* INSTRUCTIONS TO FOLLOW *
Put the lines of the records below into a JSON list of strings, one string per line, starting with the first line and going on through the line containing "[(331, 51)]". Leave out any blank lines.

--------

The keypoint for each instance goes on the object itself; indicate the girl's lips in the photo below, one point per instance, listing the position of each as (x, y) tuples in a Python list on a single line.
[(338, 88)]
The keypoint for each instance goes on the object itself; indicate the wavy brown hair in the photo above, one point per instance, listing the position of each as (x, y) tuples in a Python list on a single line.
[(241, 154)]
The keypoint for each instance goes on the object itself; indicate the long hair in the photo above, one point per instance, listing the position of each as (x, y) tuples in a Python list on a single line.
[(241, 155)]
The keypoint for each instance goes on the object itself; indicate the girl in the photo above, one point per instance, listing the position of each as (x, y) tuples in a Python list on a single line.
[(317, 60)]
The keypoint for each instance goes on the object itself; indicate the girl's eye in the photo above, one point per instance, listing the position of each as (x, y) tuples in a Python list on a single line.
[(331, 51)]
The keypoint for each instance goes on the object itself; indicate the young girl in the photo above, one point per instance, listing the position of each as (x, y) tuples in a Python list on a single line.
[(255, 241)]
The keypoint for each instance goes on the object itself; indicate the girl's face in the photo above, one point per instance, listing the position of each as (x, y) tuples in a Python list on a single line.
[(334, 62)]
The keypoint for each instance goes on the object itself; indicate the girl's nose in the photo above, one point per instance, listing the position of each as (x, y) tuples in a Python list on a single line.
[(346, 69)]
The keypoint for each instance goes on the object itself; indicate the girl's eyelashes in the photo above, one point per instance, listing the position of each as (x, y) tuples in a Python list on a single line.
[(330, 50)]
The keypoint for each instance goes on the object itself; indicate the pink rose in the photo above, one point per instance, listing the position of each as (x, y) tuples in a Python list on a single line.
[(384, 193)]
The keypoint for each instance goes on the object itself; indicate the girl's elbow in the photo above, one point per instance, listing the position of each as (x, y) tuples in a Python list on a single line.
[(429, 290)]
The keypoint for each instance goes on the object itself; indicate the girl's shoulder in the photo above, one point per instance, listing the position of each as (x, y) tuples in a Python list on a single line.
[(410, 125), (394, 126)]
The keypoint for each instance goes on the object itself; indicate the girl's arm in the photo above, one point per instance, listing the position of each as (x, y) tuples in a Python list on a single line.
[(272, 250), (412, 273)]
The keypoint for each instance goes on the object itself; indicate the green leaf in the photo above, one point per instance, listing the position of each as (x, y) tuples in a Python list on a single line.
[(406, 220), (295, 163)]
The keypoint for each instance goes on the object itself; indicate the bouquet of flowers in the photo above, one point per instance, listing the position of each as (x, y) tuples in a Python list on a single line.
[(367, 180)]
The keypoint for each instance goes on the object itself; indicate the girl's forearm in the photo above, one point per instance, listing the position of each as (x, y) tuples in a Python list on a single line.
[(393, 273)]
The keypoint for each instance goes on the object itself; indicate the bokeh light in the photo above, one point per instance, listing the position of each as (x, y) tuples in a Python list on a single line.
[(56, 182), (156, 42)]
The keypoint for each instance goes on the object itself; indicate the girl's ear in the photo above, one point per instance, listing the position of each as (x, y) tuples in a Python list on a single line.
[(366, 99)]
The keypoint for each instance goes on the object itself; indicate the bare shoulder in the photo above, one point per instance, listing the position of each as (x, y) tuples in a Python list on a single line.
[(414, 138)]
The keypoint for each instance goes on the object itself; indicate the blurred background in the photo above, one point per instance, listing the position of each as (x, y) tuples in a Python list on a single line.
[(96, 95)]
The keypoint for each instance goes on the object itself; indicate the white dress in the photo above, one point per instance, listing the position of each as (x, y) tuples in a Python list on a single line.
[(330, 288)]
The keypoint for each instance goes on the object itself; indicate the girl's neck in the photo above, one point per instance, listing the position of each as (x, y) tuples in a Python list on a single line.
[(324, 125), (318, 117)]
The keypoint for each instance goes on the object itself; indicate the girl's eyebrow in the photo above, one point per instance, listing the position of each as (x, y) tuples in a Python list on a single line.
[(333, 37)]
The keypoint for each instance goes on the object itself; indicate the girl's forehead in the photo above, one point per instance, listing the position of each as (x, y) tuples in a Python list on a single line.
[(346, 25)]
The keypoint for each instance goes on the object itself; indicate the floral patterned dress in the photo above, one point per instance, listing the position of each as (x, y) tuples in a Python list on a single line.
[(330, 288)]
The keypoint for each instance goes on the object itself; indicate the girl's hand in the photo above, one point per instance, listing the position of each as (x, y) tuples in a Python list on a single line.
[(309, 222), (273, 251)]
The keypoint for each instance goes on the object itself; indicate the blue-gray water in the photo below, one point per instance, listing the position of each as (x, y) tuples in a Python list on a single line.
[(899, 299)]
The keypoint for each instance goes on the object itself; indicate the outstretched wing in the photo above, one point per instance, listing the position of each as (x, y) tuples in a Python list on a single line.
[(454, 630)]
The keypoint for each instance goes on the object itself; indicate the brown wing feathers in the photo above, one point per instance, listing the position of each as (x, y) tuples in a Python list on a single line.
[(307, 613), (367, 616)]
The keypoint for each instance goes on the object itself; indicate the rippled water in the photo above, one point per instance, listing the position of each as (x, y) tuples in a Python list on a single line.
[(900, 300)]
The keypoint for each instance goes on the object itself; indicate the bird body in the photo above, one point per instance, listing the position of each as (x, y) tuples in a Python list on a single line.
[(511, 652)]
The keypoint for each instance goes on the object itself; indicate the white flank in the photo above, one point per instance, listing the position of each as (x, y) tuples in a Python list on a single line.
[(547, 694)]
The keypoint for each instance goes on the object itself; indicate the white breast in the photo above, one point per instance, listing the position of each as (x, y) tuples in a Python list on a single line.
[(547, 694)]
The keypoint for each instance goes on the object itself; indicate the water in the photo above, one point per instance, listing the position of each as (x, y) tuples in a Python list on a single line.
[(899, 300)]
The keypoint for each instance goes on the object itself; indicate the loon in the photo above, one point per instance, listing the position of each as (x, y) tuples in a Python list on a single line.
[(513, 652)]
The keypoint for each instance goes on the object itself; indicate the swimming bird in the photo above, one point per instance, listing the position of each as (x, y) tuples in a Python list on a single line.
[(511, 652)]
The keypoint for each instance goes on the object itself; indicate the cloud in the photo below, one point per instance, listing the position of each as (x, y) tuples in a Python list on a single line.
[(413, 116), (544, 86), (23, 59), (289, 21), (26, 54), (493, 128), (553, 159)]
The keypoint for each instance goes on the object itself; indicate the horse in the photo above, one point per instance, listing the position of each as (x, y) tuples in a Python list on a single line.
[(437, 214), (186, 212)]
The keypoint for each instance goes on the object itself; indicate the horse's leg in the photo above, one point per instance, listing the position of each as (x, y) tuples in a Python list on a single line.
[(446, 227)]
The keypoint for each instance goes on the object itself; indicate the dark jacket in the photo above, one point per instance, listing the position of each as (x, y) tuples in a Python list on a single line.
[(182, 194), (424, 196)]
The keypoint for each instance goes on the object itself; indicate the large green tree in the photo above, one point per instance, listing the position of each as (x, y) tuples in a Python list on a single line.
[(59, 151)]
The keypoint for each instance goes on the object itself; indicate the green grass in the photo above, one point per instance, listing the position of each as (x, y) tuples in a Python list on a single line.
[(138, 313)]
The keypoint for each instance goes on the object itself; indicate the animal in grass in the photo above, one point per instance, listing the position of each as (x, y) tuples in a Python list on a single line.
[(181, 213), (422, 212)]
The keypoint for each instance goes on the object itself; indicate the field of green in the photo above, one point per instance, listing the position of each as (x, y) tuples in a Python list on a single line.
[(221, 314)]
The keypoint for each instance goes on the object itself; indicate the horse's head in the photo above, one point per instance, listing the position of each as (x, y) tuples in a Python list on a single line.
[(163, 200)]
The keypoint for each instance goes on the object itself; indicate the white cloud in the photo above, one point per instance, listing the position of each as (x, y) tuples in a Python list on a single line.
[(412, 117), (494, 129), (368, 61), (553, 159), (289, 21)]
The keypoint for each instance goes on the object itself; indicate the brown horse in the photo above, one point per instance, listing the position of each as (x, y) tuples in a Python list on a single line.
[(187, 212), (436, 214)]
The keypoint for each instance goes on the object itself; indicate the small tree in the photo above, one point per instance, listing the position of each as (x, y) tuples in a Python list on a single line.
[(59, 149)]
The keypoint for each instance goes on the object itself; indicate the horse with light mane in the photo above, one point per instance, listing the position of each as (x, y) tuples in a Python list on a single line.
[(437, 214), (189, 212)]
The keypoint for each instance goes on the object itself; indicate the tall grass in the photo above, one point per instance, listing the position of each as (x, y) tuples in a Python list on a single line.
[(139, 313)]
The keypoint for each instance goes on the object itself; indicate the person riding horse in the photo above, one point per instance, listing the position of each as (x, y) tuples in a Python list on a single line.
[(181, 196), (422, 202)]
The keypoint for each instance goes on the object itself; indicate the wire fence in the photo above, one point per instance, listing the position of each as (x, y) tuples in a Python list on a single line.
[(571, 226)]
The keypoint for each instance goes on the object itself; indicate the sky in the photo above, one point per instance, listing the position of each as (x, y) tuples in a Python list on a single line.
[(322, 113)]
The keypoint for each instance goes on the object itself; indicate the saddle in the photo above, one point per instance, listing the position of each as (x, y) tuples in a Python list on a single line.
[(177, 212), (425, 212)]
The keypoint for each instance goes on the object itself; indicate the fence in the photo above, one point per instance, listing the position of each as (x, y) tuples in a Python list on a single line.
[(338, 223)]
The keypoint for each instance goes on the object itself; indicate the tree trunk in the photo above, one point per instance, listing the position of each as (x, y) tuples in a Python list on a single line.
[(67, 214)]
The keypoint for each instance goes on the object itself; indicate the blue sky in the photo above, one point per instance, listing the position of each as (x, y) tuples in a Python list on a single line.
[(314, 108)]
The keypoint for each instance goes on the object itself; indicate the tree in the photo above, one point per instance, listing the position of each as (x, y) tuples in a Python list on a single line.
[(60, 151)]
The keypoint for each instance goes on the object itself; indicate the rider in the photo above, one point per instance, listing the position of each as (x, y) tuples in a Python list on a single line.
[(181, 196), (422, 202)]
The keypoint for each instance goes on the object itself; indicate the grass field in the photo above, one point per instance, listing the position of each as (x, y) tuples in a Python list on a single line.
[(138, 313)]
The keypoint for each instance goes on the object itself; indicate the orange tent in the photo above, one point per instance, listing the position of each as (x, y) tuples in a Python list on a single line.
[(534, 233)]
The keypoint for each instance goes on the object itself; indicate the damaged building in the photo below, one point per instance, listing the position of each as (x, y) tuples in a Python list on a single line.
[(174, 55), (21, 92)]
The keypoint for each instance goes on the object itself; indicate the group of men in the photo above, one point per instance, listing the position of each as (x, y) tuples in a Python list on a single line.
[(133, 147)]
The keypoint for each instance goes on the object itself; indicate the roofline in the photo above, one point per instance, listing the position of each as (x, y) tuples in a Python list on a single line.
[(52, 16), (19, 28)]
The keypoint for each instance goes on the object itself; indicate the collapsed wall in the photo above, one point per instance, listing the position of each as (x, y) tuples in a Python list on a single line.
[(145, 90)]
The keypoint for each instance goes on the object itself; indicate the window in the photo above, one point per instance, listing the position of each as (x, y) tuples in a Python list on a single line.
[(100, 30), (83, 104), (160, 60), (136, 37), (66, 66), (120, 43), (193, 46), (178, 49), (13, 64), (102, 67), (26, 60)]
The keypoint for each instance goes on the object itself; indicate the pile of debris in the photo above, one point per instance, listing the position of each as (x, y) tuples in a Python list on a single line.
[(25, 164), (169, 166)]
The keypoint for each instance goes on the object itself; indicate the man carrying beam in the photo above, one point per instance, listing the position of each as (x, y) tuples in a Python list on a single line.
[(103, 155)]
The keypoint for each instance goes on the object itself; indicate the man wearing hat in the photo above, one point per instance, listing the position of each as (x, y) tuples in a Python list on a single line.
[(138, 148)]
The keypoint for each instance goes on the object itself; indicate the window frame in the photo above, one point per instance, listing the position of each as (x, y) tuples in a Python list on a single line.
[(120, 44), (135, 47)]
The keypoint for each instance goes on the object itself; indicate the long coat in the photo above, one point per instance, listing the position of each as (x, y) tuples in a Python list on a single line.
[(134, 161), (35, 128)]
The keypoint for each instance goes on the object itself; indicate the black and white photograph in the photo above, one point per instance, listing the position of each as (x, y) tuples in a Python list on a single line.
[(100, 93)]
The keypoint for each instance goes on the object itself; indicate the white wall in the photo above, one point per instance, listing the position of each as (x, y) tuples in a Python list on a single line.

--------

* EXPECTED ANSWER *
[
  "The keypoint for each instance goes on the object itself; indicate the girl's lips in the photo below, one point per instance, listing the position of each as (x, y) tuples in a Python list on a single line.",
  "[(338, 88)]",
  "The keypoint for each instance goes on the object itself; indicate the wavy brown hair in the photo above, one point per instance, listing the position of each as (x, y) tuples in a Python list on a single line.",
  "[(241, 154)]",
  "The keypoint for each instance goes on the object itself; indicate the long hair in the photo above, one point per instance, listing the position of each as (x, y) tuples in a Python list on a single line.",
  "[(241, 155)]",
  "The keypoint for each instance goes on the object itself; indicate the girl in the photo above, one point per instance, listing the position of each as (x, y) tuples in a Python list on a single line.",
  "[(317, 60)]",
  "The keypoint for each instance goes on the object itself; indicate the girl's eye in the photo above, one point per instance, listing the position of each as (x, y) tuples in a Python list on a single line.",
  "[(331, 51)]"
]